+++ Data to process +++
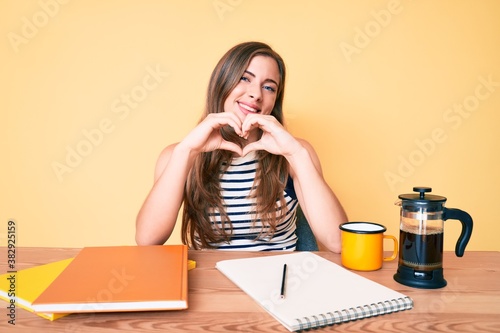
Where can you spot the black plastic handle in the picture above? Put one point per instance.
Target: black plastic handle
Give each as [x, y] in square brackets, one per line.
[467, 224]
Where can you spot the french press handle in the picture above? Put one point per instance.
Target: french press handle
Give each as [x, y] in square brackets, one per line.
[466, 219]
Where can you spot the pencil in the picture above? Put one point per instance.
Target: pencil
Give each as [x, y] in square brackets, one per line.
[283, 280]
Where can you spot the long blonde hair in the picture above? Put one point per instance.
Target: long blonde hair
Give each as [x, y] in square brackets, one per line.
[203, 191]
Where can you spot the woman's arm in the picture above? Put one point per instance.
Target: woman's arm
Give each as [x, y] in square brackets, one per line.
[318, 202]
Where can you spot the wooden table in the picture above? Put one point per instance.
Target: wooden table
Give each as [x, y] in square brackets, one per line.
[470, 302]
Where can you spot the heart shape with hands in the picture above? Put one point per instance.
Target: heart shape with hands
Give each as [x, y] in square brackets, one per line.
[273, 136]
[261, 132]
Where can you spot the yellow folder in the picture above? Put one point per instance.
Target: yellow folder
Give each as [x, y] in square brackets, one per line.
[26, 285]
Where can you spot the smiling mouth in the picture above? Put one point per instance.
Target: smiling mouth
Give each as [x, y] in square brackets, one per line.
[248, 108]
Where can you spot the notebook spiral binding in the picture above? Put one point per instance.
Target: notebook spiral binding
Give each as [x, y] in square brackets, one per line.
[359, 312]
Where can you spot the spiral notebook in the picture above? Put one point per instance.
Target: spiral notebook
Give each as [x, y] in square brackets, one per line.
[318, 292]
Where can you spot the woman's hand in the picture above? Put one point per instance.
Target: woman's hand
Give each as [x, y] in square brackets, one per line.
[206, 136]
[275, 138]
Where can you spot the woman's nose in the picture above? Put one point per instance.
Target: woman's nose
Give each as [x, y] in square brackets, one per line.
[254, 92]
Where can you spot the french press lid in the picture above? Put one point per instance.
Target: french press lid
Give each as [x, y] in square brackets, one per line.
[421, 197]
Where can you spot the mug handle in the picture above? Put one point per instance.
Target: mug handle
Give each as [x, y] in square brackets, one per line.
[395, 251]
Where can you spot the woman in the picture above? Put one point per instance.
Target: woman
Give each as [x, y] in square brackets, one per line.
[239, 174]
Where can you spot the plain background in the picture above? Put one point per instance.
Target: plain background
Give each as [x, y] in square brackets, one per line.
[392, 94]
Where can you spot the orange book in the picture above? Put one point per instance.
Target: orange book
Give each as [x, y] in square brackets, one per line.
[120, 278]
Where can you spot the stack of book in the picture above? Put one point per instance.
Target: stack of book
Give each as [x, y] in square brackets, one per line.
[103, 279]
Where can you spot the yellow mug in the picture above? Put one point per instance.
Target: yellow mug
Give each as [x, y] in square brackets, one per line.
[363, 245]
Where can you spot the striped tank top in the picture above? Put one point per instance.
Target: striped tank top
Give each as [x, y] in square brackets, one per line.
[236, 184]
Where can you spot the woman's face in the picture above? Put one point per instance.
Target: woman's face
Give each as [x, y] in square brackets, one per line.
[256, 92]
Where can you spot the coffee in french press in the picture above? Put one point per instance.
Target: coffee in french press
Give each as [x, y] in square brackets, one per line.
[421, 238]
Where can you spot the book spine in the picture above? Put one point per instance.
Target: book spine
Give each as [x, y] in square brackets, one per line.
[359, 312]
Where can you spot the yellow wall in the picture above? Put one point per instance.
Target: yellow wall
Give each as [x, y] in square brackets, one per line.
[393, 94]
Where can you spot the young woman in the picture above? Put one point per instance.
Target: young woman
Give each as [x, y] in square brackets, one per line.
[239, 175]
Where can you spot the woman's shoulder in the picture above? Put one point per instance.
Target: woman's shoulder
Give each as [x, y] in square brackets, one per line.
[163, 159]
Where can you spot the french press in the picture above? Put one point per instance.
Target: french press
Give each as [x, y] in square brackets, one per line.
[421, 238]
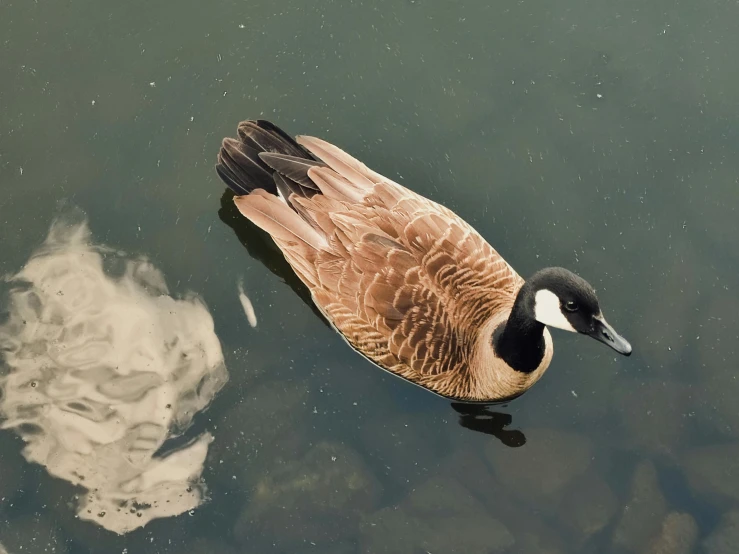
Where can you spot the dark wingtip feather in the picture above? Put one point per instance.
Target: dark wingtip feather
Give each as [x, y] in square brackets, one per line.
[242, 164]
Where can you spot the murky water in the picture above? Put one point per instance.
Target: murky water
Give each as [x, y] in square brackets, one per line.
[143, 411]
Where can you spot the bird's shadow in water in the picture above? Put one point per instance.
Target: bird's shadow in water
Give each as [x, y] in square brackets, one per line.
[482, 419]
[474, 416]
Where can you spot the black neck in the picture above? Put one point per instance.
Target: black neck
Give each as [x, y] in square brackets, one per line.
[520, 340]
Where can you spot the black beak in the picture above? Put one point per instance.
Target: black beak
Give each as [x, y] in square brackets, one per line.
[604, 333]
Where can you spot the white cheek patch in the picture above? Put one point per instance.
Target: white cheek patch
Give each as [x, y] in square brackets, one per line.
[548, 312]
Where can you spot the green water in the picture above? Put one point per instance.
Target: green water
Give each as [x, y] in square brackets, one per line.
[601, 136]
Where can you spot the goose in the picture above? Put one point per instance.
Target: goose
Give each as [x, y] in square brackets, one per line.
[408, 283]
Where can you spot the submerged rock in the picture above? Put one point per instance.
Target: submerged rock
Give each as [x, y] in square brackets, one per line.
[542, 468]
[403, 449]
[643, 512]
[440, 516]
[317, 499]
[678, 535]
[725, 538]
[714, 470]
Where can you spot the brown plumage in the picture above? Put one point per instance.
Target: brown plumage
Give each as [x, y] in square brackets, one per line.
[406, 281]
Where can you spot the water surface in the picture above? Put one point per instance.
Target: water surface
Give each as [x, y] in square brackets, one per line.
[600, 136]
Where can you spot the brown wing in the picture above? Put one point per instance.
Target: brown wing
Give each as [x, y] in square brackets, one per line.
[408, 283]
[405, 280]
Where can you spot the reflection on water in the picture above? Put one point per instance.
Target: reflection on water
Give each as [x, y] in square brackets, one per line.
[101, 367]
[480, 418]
+++
[Exercise instructions]:
Without the pictures, reproduce every line of the records above exactly.

[Task answer]:
Where can you spot the black plastic handle in the picture above? Put one point per instance.
Target: black plastic handle
Give each as [x, y] in square brackets, one per line.
[467, 224]
Where can you spot the french press handle in the picture above? Put one point per instance.
Target: french press handle
Give each as [x, y] in square brackets, one per line.
[466, 219]
Where can you spot the pencil in the picture above? Put one point per instance.
Target: pencil
Give each as [x, y] in square brackets, one per line.
[283, 280]
Where can you spot the long blonde hair in the picture above? Put one point per instance.
Target: long blonde hair
Give each as [x, y] in square brackets, one per line.
[203, 191]
Where can you spot the woman's arm in the picture above? Put one point per instance.
Target: woman's arm
Give each as [x, y] in square brackets, one per line.
[318, 202]
Where can you spot the wooden table in the picture above? Put one point per instance.
Target: wooden table
Give each as [x, y] in square brackets, one per line.
[470, 302]
Where can you spot the heart shape with hands in the picture above? Put one point per instance.
Target: heart shape with hands
Give each as [x, y] in square brackets, one per line.
[273, 136]
[261, 132]
Where can you spot the yellow folder in the picture above? Put one point per instance.
Target: yellow folder
Give each as [x, y] in square brackets, one per line.
[26, 285]
Where can you spot the smiling mouth in the picture above? Put one point per instance.
Target: smiling mouth
Give each as [x, y] in square brackets, one per line.
[248, 108]
Where can you spot the notebook spiral binding in the picture above? Put one point per instance.
Target: notebook spiral binding
Give each as [x, y] in square brackets, one per line.
[359, 312]
Where can you spot the spiral notebook in the picture above? Put one point per instance.
Target: spiral notebook
Give each as [x, y] in square brackets, one per line.
[318, 292]
Where can you spot the woman's hand in the picture above? Put one point per instance.
Target: woman's hand
Give each as [x, y] in square brackets, one per line.
[206, 136]
[275, 138]
Where can you spot the woman's nose in the picture above? Put one point per instance.
Target: woman's nose
Give each as [x, y] in square brackets, one per line.
[254, 92]
Where can you spot the french press lid in the picture above? Put one point per instance.
Target: french press lid
Give each as [x, y] in square brackets, one per line.
[421, 197]
Where can you spot the mug handle in the picture above? Put one point per instance.
Target: mug handle
Give each as [x, y] in square brackets, one per line.
[395, 251]
Where can you spot the woman in the picture above? Put one point per instance.
Target: woman
Give each as [x, y] in square brackets, one per line.
[239, 174]
Where can you spot the plain background in the picture above? Put one point per instance.
Target: plain background
Give each as [x, y] in square brackets, one per line.
[392, 94]
Where can you spot the orange book in the picture above? Put one point per instance.
Target: orange book
Give each as [x, y] in square brackets, one per line.
[120, 278]
Where can you spot the stack of book in the picture above? Put one point per instance.
Target: stack of book
Give each as [x, y] in square brackets, one per line.
[103, 279]
Where can you spot the yellow mug in the picture above? Put one point per instance.
Target: yellow mug
Give each as [x, y] in square brackets, one per line.
[363, 245]
Where can you spot the striped tank top in the picture above? Put one point per instance.
Target: striped tank top
Give each as [x, y] in square brackets, one per line.
[236, 184]
Where can you spot the woman's face in the picture above? Put one point per instance.
Target: woman's face
Give each as [x, y] in square brackets, one per line.
[256, 92]
Where can you spot the coffee in french press in the picture above? Put one point per instance.
Target: coffee in french press
Give each as [x, y] in square brackets, one per line.
[421, 238]
Where can you spot the book spine in the picture above? Put one point per instance.
Target: book spine
Give each as [x, y] in square brackets, one per line.
[359, 312]
Where can you spot the yellow wall in the picture above? Put one point per instance.
Target: yellow wall
Give each as [x, y] in square brackets, one per line.
[393, 94]
Where can you spot the young woman in the picture above? Put one point per instance.
Target: young woman
Give each as [x, y] in square brackets, one per line.
[239, 175]
Where can you spot the woman's shoulder in the picture above? Put one point per instance.
Target: woman's shoulder
Give each as [x, y] in square brackets, one per line.
[163, 159]
Where can you spot the french press in the picture above? Put one point per instance.
Target: french press
Give each as [x, y] in square brackets, one per line.
[421, 238]
Where can you spot the dark wingtip feather in the picture above? Put one point per instance.
Target: dark wingtip feather
Give each as [x, y] in square brackets, one per line.
[242, 164]
Where can you spot the murky water in the picture above? Put one point per instance.
Target: murky water
Give each as [x, y] in square brackets, one per line.
[143, 411]
Where can you spot the bird's shadow in water in the picture above? Put one point per instance.
Target: bird's shadow in water
Give each as [x, y] in square brackets, one per line.
[482, 419]
[474, 416]
Where can you spot the black neck in the picture above? Put one point per instance.
Target: black neck
Give each as [x, y] in square brackets, one per line.
[520, 340]
Where can you spot the black beak in the picture above? Put one point per instance.
Target: black beak
Give each as [x, y] in square brackets, one per line.
[604, 333]
Where can you spot the white cheek patch in the picture above? Put one point per instance.
Target: white cheek patch
Give each as [x, y] in square brackets, one per line.
[548, 312]
Where can you spot the green water in the picture above? Put one point per instance.
Target: green water
Give each as [x, y] in square brackets, one per line.
[601, 136]
Where can you spot the goose in the picture above? Put one point per instance.
Target: goose
Give each as [x, y] in square brackets, one per line.
[408, 283]
Where can you spot the submerged rock in the picture above? Put one point per instance.
Target: submerged rock
Give each as [x, y] in square brackets, one per line.
[542, 468]
[403, 449]
[643, 512]
[440, 516]
[317, 499]
[678, 535]
[725, 538]
[714, 470]
Where can you spot the brown plumage in the picture above? Put one point per instance.
Target: brown plumage
Give each as [x, y] in square brackets, one per line.
[406, 281]
Where can you spot the water surface in the picture above? Put one point per instance.
Target: water surface
Give each as [x, y] in square brackets, one per line.
[600, 136]
Where can you spot the brown wing in the picture above? Put one point per instance.
Target: brown wing
Give each as [x, y] in square brackets, one per line.
[408, 283]
[405, 280]
Where can you spot the reflection on water in the picture above? Put one point per instance.
Target: reflection on water
Give each as [x, y] in square brackets, one per line.
[101, 367]
[480, 418]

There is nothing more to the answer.